## TEXT SEGMENT
= = =

I am a mother, daughter, woman, survivor, and therapist. I began this journey of mental health in my teen years. After two failed attempts at suicide and then a final one that was almost fatal and landed me in inpatient for seven days I knew something had to change for me in order to thrive and have a successful life. The journey was hard and painful at times. I had no experience with therapy other than one woman my mother had taken me to as a younger teen and then told later I could not go back and just needed to go and confess all my sins with a minister so that not only would my soul be saved but all my problems relieved.

That ultimately did not help but only lead to much more damage and shame and hence the suicide attempts. I had been put on medication for the mood swings, but not educated about why or how I may respond to the medications, but that they would help with my depression. I took them and went off to college as any “good girl” does and with my heart full of hopes and dreams.

In my sophomore year, I fell in “love” with a boy and thought I have finally met the one. I had the feeling again I had only discovered once as a young adolescent with my highschool sweetheart but later was forced to dump him because he was a “bad boy” and smoked the “herb”. I was heartbroken, but again as the “good girl” that had been raised in a legalistic religious home I did what I was told was best and would save me from the fires of hell.

= = =

Dataset entries:
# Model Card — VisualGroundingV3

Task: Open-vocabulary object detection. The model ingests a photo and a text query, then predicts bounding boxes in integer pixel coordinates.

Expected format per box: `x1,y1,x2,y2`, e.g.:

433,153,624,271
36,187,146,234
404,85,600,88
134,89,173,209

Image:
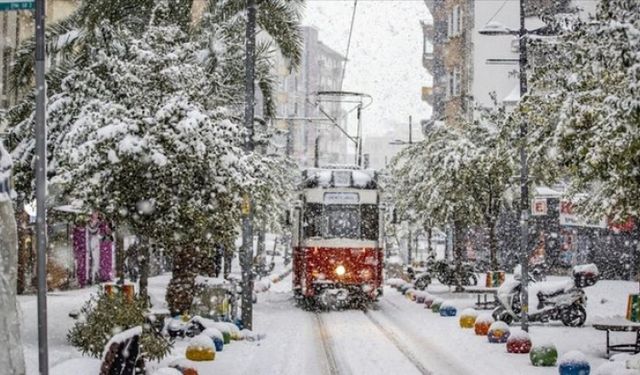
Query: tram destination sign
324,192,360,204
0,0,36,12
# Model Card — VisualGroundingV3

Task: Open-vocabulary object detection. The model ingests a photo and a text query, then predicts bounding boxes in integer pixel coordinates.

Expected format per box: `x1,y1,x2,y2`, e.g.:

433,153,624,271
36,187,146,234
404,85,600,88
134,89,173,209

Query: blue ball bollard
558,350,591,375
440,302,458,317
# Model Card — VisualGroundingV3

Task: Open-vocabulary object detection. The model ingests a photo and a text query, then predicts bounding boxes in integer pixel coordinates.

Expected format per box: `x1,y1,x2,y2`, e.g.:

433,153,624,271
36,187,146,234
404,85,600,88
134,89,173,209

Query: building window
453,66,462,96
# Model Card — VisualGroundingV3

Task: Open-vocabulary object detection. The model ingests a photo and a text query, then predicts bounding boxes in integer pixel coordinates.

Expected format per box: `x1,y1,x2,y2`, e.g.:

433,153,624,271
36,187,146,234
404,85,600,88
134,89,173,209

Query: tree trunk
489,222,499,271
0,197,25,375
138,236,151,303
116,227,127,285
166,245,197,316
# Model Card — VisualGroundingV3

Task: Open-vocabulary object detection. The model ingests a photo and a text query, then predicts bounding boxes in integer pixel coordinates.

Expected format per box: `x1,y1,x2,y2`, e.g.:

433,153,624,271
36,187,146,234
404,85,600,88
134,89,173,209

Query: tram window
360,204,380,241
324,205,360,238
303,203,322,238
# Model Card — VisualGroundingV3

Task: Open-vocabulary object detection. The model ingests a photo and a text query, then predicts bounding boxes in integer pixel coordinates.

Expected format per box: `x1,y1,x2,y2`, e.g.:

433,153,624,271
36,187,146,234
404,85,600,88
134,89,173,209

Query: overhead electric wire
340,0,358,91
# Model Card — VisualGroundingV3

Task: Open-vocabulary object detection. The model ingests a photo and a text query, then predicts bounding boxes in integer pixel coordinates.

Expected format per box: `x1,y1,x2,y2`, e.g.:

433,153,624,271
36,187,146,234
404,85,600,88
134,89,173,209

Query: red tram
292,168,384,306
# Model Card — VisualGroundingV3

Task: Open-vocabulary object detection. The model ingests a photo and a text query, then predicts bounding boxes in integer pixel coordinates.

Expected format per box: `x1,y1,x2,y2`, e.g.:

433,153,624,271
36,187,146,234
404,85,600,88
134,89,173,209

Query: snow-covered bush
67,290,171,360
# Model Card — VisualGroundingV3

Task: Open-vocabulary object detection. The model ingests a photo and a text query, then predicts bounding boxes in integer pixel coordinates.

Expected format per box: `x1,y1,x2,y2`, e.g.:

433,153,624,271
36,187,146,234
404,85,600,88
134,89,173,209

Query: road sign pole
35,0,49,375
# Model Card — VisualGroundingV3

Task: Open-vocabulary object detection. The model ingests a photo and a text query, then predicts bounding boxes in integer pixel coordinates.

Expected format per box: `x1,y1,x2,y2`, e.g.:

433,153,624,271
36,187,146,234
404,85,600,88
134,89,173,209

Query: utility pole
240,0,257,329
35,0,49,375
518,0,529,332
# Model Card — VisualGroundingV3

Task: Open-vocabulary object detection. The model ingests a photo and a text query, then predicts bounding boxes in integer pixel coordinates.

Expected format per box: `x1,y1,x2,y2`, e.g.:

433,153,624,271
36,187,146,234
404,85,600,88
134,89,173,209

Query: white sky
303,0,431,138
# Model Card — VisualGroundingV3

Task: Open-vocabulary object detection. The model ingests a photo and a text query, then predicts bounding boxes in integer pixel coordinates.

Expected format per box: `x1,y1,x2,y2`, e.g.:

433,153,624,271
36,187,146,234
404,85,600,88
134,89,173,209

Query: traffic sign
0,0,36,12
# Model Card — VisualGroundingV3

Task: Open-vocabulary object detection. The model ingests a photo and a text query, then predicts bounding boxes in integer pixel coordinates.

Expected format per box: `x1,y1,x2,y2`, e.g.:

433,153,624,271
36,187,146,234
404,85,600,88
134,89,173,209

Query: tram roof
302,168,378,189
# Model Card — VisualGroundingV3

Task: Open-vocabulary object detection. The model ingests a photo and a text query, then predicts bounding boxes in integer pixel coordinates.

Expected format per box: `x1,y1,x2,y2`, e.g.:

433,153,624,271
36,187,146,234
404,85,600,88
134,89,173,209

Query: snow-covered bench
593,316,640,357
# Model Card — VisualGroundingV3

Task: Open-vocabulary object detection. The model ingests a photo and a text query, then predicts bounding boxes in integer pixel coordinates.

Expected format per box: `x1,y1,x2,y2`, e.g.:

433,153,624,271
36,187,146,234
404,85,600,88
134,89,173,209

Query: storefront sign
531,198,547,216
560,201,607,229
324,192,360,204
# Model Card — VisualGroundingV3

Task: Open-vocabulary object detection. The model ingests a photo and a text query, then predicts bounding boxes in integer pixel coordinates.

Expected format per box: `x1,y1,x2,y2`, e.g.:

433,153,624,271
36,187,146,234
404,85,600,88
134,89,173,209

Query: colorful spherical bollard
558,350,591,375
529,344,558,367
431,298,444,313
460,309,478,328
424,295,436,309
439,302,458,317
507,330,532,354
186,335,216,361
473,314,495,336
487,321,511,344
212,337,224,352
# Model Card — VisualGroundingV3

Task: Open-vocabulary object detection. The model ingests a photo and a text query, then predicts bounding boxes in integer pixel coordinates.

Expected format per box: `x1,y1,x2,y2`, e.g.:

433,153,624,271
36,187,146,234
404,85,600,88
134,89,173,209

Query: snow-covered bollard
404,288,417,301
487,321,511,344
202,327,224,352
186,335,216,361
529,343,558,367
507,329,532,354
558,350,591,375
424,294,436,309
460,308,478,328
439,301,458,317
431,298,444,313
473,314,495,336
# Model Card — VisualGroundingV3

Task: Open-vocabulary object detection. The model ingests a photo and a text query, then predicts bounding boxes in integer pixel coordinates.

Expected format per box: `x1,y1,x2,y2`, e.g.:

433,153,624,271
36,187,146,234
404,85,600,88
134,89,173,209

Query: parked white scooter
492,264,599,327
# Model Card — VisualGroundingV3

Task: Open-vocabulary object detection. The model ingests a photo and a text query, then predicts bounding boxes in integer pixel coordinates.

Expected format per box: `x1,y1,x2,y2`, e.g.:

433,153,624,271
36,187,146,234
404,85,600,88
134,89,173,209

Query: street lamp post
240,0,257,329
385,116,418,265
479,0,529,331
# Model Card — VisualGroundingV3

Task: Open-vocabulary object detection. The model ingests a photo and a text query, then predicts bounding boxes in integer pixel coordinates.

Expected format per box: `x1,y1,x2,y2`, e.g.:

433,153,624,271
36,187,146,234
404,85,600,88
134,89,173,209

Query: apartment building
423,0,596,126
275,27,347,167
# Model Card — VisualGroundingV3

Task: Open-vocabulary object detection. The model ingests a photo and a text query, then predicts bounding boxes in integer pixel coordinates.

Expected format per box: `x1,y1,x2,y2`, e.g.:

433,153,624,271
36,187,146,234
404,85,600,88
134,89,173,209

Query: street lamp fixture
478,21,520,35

= = =

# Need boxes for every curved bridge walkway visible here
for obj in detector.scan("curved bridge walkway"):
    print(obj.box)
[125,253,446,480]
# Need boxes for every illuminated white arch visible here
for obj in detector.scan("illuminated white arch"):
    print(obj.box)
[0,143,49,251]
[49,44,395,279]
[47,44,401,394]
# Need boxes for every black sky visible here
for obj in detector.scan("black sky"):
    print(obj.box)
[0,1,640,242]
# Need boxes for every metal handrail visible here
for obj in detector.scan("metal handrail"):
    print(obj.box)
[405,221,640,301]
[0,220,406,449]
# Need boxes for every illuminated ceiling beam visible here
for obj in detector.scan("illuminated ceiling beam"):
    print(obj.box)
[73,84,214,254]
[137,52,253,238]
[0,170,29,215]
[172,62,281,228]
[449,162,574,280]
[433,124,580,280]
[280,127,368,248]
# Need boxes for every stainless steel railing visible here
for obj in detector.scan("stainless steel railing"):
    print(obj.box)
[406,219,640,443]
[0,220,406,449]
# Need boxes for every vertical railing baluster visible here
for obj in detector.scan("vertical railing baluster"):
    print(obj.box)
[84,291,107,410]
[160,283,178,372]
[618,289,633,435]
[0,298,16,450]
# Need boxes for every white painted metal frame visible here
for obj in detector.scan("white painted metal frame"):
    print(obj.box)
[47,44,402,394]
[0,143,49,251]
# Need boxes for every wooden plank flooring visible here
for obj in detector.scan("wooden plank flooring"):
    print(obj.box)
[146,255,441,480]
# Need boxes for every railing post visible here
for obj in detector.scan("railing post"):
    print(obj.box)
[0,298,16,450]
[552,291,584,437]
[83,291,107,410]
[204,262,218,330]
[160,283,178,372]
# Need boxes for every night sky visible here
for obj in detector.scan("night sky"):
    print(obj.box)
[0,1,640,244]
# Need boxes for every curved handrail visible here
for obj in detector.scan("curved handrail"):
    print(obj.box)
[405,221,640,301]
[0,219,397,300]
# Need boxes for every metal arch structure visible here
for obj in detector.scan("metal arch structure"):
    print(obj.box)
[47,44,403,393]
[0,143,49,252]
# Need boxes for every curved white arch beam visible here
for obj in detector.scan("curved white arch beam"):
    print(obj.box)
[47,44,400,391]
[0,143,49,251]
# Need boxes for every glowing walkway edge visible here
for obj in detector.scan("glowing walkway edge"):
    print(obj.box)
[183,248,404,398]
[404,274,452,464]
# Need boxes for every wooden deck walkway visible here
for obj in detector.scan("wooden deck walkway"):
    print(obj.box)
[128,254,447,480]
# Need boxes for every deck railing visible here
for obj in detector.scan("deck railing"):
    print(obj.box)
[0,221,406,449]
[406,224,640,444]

= = =

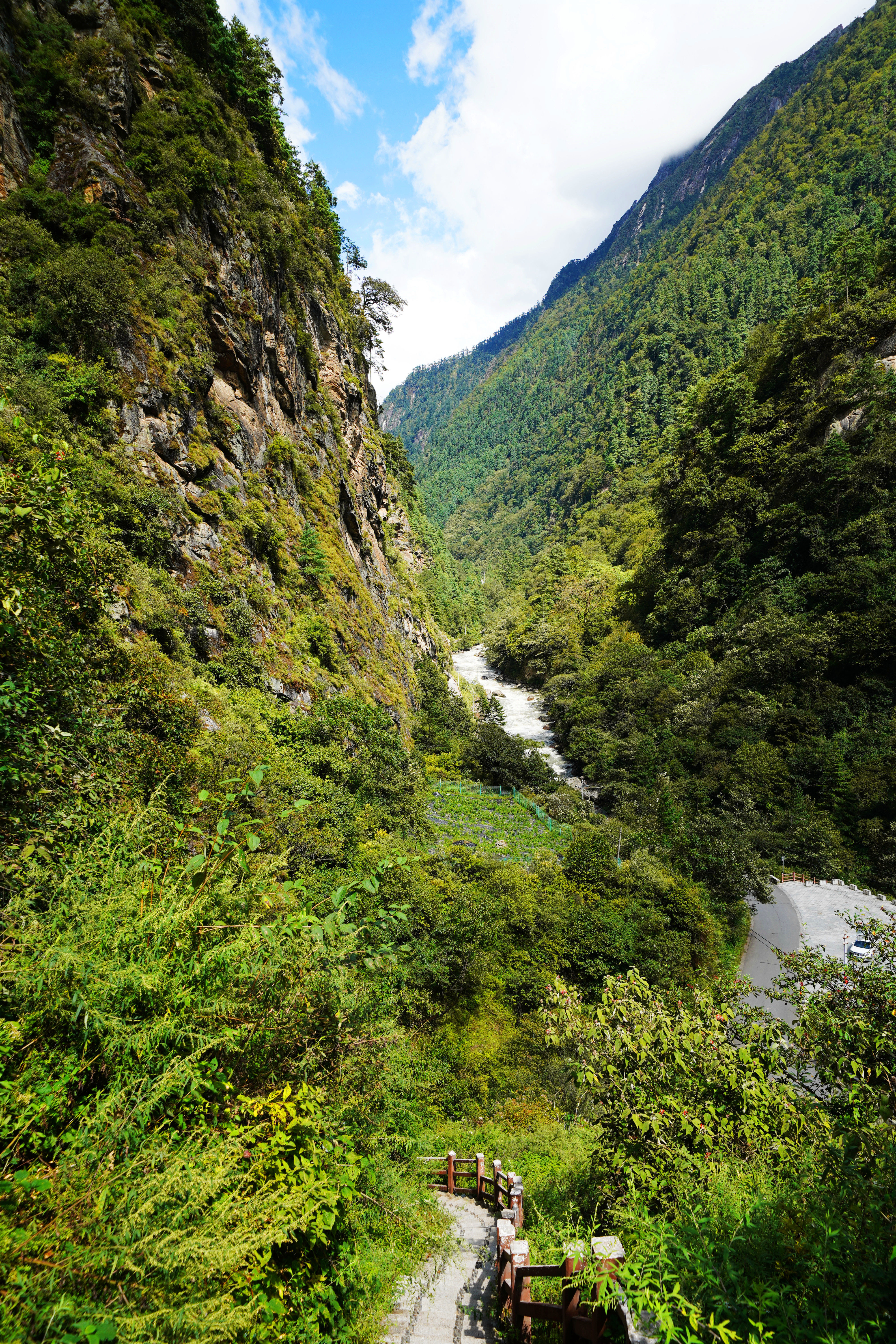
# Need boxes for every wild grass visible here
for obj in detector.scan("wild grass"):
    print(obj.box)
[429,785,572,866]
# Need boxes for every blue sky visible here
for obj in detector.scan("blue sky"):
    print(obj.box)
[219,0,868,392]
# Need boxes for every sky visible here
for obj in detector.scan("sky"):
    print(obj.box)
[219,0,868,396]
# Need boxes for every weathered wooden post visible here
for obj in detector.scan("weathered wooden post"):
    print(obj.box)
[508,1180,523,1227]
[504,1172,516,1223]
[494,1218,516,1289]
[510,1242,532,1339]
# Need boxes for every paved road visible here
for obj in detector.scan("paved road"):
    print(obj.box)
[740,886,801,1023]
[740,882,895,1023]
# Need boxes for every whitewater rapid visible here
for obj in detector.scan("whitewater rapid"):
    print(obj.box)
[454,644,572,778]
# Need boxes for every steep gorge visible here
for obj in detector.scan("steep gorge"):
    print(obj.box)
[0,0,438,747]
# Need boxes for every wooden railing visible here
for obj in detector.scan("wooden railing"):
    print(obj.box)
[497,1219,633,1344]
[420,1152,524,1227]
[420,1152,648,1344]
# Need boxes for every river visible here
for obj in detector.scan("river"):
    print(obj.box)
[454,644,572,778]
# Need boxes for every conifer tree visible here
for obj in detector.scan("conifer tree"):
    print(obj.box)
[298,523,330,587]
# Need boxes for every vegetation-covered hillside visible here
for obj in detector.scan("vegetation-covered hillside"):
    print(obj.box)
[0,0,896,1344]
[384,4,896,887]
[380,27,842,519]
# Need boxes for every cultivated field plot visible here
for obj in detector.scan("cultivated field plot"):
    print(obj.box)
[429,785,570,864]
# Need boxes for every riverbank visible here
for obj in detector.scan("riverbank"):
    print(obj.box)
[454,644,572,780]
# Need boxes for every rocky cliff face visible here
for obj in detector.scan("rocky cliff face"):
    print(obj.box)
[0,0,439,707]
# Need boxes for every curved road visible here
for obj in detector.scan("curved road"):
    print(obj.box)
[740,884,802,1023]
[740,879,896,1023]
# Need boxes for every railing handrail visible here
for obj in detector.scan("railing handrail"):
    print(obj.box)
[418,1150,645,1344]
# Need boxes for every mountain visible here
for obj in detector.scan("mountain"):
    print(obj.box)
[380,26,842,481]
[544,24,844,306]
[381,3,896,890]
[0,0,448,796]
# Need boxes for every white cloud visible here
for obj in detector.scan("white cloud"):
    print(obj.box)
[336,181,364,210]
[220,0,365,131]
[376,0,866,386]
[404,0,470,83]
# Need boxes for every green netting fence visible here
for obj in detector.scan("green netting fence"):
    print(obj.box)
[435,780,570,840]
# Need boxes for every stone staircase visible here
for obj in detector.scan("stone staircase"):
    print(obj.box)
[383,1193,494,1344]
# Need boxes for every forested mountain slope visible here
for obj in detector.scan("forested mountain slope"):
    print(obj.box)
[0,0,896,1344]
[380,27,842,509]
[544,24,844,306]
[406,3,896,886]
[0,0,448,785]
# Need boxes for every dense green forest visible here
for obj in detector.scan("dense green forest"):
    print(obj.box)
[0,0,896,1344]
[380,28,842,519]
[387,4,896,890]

= = =

## TASKS TO COMPLETE
A. Write out everything in the personal account from "That ultimately did" down to "hopes and dreams.".
B. List the roles the writer of the personal account claims in its opening sentence.
C. According to the personal account, how many days did the writer spend in inpatient care after the nearly fatal suicide attempt?
The data can be set aside for this work.

## YOUR WRITTEN ANSWERS
A.
That ultimately did not help but only lead to much more damage and shame and hence the suicide attempts. I had been put on medication for the mood swings, but not educated about why or how I may respond to the medications, but that they would help with my depression. I took them and went off to college as any “good girl” does and with my heart full of hopes and dreams.

B. mother, daughter, woman, survivor, therapist

C. Seven days.